### Exercise brief
Collect every line of the material below that contains the string "instance", matching case exactly.

### Excerpted records
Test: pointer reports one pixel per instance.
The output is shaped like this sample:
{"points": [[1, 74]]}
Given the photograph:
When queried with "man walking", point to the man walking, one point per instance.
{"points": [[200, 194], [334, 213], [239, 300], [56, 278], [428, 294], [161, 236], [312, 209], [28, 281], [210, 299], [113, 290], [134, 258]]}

### Completed exercise
Test: pointer reports one pixel per instance.
When queried with "man walking", point to the man walking, one point per instance.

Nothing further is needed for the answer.